» **WHAT THE EXERCISE ASKS**: The records that follow are to be reproduced exactly. Any pictures in them are left out.

» **INPUT FOR THIS TASK**:
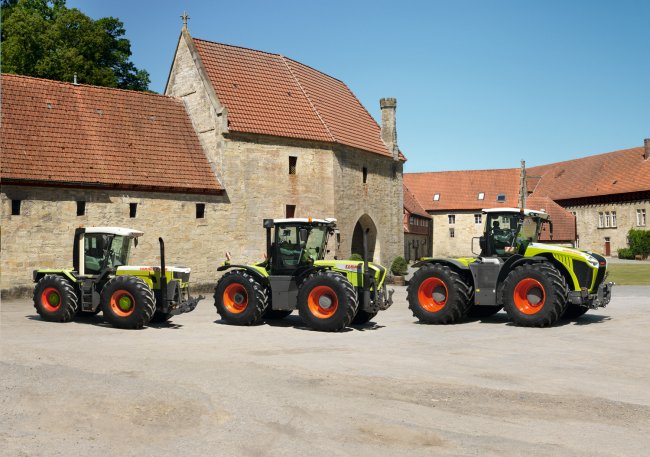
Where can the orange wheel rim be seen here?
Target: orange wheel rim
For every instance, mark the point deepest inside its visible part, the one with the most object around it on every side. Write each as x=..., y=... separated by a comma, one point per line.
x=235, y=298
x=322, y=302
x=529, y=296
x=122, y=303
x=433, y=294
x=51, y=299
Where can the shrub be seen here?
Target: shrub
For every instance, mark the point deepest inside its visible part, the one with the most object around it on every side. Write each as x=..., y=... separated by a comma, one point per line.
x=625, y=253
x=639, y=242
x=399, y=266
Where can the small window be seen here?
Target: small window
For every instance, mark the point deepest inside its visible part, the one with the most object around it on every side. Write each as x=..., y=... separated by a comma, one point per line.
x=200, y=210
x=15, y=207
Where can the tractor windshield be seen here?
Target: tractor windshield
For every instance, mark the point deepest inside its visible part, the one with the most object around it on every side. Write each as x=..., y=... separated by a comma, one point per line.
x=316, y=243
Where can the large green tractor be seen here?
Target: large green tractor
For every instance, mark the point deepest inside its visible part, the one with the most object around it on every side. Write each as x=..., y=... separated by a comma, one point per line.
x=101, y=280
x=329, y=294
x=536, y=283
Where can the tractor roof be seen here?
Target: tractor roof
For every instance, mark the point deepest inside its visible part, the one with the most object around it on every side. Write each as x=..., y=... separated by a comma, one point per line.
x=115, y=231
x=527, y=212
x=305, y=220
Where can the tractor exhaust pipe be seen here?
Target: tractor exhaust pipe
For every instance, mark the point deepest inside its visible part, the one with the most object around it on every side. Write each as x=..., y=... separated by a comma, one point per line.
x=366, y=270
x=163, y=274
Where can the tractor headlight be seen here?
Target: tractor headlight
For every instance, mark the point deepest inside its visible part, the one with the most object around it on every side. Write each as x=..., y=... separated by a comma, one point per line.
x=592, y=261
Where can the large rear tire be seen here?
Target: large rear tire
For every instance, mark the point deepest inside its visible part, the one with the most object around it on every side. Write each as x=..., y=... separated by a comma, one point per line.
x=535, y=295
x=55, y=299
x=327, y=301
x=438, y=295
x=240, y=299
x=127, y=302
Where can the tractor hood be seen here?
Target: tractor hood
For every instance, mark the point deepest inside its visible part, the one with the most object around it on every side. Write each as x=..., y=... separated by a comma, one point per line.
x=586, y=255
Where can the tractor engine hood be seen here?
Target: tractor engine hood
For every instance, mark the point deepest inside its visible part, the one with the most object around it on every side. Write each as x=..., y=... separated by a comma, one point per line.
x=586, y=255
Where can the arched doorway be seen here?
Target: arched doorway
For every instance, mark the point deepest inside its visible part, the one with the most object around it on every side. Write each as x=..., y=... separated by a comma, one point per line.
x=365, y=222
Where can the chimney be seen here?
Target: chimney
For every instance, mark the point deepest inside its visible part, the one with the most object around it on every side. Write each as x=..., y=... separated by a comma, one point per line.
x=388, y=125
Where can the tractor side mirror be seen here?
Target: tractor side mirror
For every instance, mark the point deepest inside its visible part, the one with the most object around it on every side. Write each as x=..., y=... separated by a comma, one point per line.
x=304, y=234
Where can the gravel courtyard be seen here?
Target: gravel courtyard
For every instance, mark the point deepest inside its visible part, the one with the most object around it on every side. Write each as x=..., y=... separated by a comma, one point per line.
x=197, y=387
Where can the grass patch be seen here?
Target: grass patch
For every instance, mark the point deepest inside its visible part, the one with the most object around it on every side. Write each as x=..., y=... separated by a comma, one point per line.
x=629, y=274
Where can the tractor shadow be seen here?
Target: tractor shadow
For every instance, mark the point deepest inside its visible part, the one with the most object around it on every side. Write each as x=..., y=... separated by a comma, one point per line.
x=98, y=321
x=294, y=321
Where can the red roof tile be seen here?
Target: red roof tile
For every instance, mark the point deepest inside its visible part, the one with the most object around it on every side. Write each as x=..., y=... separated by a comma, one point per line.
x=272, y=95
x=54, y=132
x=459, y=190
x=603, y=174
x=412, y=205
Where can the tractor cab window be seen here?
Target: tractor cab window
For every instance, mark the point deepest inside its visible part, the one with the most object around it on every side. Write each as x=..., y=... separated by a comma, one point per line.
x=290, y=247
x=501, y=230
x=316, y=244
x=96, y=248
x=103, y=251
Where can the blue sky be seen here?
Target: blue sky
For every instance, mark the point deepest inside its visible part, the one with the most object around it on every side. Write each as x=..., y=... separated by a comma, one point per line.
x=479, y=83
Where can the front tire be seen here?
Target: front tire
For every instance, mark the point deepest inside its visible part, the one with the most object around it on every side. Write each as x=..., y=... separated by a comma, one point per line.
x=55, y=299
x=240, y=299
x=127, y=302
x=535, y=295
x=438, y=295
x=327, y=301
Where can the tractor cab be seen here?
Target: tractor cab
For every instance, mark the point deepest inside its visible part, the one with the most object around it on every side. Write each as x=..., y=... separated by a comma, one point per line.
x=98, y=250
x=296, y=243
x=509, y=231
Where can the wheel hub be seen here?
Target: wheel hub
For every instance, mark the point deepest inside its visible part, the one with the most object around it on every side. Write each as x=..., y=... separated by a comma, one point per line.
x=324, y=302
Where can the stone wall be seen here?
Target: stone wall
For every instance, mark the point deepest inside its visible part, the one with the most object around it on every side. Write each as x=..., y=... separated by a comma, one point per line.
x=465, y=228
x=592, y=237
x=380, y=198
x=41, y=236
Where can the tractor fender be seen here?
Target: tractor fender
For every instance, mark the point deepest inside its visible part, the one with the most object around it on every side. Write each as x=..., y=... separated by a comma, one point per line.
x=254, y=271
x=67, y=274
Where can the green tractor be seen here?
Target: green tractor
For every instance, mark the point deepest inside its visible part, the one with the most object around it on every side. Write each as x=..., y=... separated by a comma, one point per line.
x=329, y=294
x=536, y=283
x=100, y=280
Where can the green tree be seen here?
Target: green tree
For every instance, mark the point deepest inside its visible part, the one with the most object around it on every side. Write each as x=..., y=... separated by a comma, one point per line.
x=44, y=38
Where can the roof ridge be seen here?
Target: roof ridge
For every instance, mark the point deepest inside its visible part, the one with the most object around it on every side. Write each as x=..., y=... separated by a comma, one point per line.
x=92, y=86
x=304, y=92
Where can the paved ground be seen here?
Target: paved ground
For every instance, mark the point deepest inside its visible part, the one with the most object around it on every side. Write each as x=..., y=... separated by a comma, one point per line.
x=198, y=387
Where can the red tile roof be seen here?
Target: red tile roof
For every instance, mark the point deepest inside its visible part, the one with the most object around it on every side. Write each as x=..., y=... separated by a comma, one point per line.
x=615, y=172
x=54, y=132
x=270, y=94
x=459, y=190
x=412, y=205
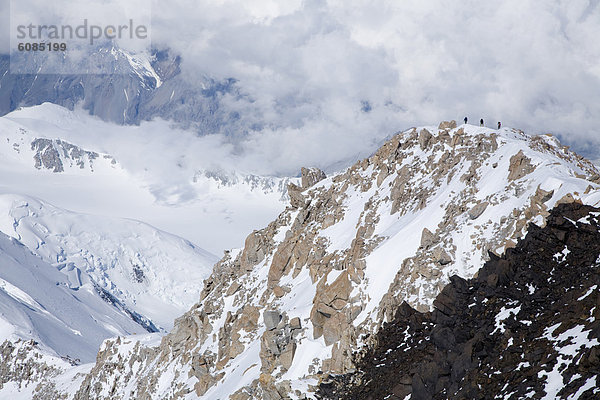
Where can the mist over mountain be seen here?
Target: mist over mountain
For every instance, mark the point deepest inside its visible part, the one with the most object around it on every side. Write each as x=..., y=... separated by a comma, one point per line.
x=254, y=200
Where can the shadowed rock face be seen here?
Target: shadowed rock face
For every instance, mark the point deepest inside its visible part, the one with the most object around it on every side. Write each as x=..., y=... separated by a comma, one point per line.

» **REPLY**:
Where can the orange wheel rim be seen here?
Target: orange wheel rim
For every instance, mark the point deepest inside its visible part, the one with the most object around it on every side. Write each as x=..., y=... separated by a comma, one point per line.
x=235, y=298
x=322, y=302
x=529, y=296
x=122, y=303
x=433, y=294
x=51, y=299
Where can the shrub be seen here?
Target: shrub
For every instance, mark the point deepest inside its visible part, the one with the most object around it on every side. Write each as x=..., y=... separated by a comma, one point per line.
x=625, y=253
x=639, y=242
x=399, y=266
Where can the small window be seen here?
Target: small window
For every instance, mark the point deepest inside its visible part, the one with the most object around it on every side. Write each as x=..., y=... separated by a comma, one point per line.
x=200, y=210
x=15, y=207
Where can the tractor windshield be seen here?
Target: tractor windshield
For every instance, mark the point deepest inside its visible part, the one with the most object around it on every side. Write each as x=..., y=... separated by a comma, one point per line.
x=316, y=243
Where can the large green tractor be seen here?
Target: large green tractor
For every instance, mark the point deepest inside its visible part, the one with the most object around it on every side. Write each as x=..., y=... separated by a comma, one point per line.
x=101, y=280
x=329, y=294
x=536, y=283
Where can the tractor roof be seen here?
Target: tractor roof
For every instance, mark the point deepest inside its visible part, the one with the most object around it on every side. Write each as x=..., y=... separated by a comma, one point per line.
x=115, y=231
x=527, y=212
x=305, y=220
Where can the tractor exhaust pipe be seen here?
Target: tractor exhaust pipe
For every instance, mark the point deepest inside its visible part, the one with the most object around it on every side. Write each as x=..., y=... separated by a comma, one point per line.
x=366, y=270
x=163, y=274
Where can the tractor headlight be seen here?
Target: tractor headlight
For every instance, mark the point deepest inside its visible part, the one with the most object around it on every side. Write each as x=..., y=... separated by a comma, one point per line.
x=592, y=261
Where can the large rear tire be seen here?
Target: large rear tire
For every instance, mark the point deepest inside its visible part, the one with the most object around it on every side. Write each as x=..., y=... separated by a comma, one point per line.
x=535, y=295
x=55, y=299
x=327, y=301
x=438, y=295
x=240, y=299
x=127, y=302
Where can the tractor hood be seen here?
Target: tractor hood
For every instance, mark the point deepest inside its visible part, the one with the most object around it on every side. Write each as x=..., y=... separated by a comma, one point per line.
x=586, y=255
Where can the tractor engine hood be seen here?
Target: tractor engine hood
For every instance, mark the point deepest inside its visible part, the one with the most object around it on every side. Write each as x=..., y=... separated by a comma, one point per line.
x=586, y=255
Where can the arched doorway be seen here?
Target: arched doorway
For every instance, mark the point deepest inside its visible part, the one with the most object around it on every side. Write each as x=..., y=... separated by a comma, one point per line.
x=365, y=222
Where can the chimney be seen here?
Target: chimney
For every instance, mark the point deepest inside its visible part, the one with the most object around it on every side. Write each as x=..., y=... separated by a comma, one point per line.
x=388, y=125
Where can the tractor side mirror be seen here?
Target: tractor side mirror
For every instance, mark the point deepest inside its visible part, the one with the most object around it on every side. Write each as x=..., y=... separated by a comma, one point per line.
x=304, y=234
Where can the gravel courtyard be seen here?
Target: gravel courtyard
For every instance, mark the point deepest inside its visible part, the one with the most object around it on every side. Write each as x=..., y=... separated by a comma, one point per line.
x=197, y=387
Where can the grass patch be seen here?
Target: grass patch
For every instance, mark the point deepest inside its visible part, the one with the most object around it on every side. Write each as x=..., y=... separated by a comma, one point per line.
x=629, y=274
Where can the tractor shadow be seen here?
Target: tractor shadow
For every instance, mark the point deepest inside its visible part, the one with the most object around it on every side. Write each as x=..., y=... separated by a comma, one point per line.
x=98, y=321
x=294, y=321
Where can the red roof tile be seen here?
Target: red roof tile
For every instance, mark the point deepest inside its visible part, the one with the most object around it on every side. Write each as x=..., y=... separated by a comma, one point per line.
x=272, y=95
x=54, y=132
x=459, y=190
x=603, y=174
x=412, y=205
Where can the tractor cab window be seen here?
Target: tractor cab window
For every instance, mark the point deepest inside its visible part, the one with the most object around it on every side. Write each as x=..., y=... separated by a comma, one point per line.
x=290, y=247
x=501, y=230
x=316, y=244
x=96, y=248
x=103, y=251
Where can the blue sky be seen here?
Target: blue sky
For every instance, mark the point deepest inside its visible part, the one with the most object around it on every side. Write each as x=..., y=... separated by a comma, one point per line.
x=479, y=83
Where can the front tire be seen here?
Target: front tire
For every instance, mark the point deepest inside its visible part, the one with the most object around it on every side. Write each as x=..., y=... separated by a comma, one point per line.
x=55, y=299
x=240, y=299
x=127, y=302
x=535, y=295
x=438, y=295
x=327, y=301
Where can the tractor cab be seen here?
Target: tractor cab
For every instance, mark the point deepest inside its visible part, the one with the most object around it on every side. Write each as x=..., y=... separated by a comma, one point per line.
x=98, y=250
x=296, y=243
x=509, y=231
Where can the wheel hub be seen here?
Target: wheel hub
For every instance, mark the point deepest inside its visible part, the one with the most object around it on every side. Write each as x=..., y=... separated by a comma, one point per line.
x=324, y=302
Where can the stone wall be seen here?
Target: stone wall
For every instance, mark the point deepest inside its visible part, the one with the most object around it on every side. Write each as x=..., y=... separated by a comma, one point per line.
x=465, y=228
x=592, y=237
x=380, y=198
x=41, y=236
Where can the tractor fender be seen here?
Target: tractor fender
For every instance, mark the point deepest inside its visible part, the one with the most object around it on every side. Write each as x=..., y=... separated by a comma, one point per line.
x=254, y=271
x=67, y=274
Where can the green tractor be seen here?
Target: green tractor
For every instance, mark the point deepest inside its visible part, the one with the most object around it on every side. Write each as x=..., y=... separated by a comma, one point per line.
x=329, y=294
x=536, y=283
x=100, y=280
Where can the green tree be seen here?
Target: green tree
For every instance, mark the point deepest inside its visible part, the one with the most object around it on every side. Write each as x=..., y=... separated by a comma, one point per line.
x=44, y=38
Where can the roof ridge be seen here?
Target: roof ridge
For every instance, mark the point deepest inside its visible part, the one with the most object around it on every side. Write each as x=..., y=... separated by a comma, one point per line.
x=92, y=86
x=304, y=92
Where can the paved ground be seen here?
Target: paved ground
For every instance, mark the point deepest inside its visible part, the one with the most object around it on every side. Write each as x=..., y=... separated by a comma, one point per line.
x=198, y=387
Where can the red tile roof be seen here?
Target: red tile roof
For every instance, mark the point deepest inside its visible part, the one with the most object around it on every side. Write each as x=..., y=... separated by a comma, one point per line.
x=615, y=172
x=54, y=132
x=270, y=94
x=459, y=190
x=412, y=205
Where can the mist over mountain be seen here?
Target: mist over mountain
For every instance, mark the point deepest inside its visible part, the one with the most object around it on every side. Write each as x=..., y=... separated by a comma, one point per line.
x=254, y=200
Where can the shadowed rock face be seen here?
Target: shadowed rock face
For every instance, mark the point deepest inside its visible part, the one with the most object around it on every side. Write each as x=..., y=... separated by a comma, one point per line.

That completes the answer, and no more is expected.